▸ EXERCISE DATA
***
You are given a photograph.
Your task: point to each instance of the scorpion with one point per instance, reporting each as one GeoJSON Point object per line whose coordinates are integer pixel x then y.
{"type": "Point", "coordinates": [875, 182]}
***
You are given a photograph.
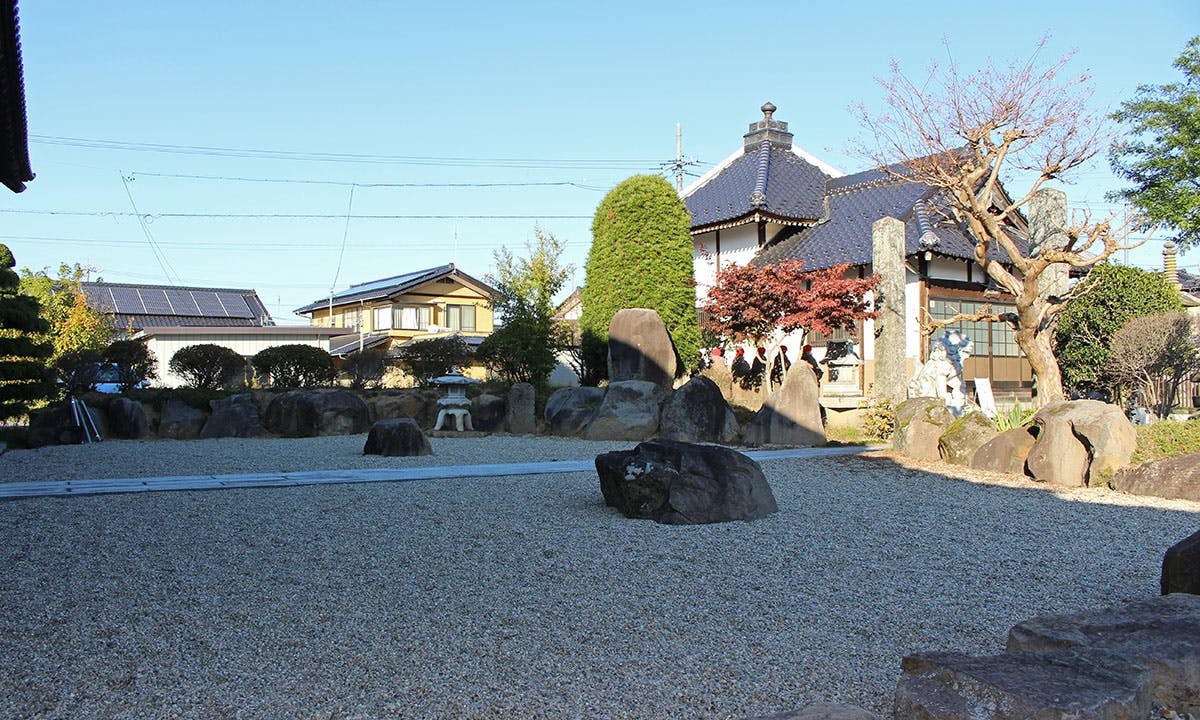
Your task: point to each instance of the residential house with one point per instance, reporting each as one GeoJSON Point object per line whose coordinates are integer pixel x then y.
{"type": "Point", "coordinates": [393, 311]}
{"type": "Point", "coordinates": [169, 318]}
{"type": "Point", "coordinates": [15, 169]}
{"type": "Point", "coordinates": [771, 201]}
***
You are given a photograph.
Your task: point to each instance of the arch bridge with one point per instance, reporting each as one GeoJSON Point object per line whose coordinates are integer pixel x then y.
***
▸ EXERCISE
Copy out every line from the entries above that contains the string "coordinates".

▸ FULL RESPONSE
Your task: point to each instance of the scorpion with one point per instance, reporting each as one GeoJSON Point object per line whose coordinates are integer pixel x then y.
{"type": "Point", "coordinates": [875, 182]}
Your task: point to each instance of the residential house with one point per instance, reporting each as one GeoJSON Point object per line whose coordinates are integer pixel x then y.
{"type": "Point", "coordinates": [393, 311]}
{"type": "Point", "coordinates": [169, 318]}
{"type": "Point", "coordinates": [15, 169]}
{"type": "Point", "coordinates": [771, 201]}
Your task: point to each instance of the arch bridge with one point per instance, reporting each as one GeoJSON Point object per line whose coordinates are integer pixel x then y.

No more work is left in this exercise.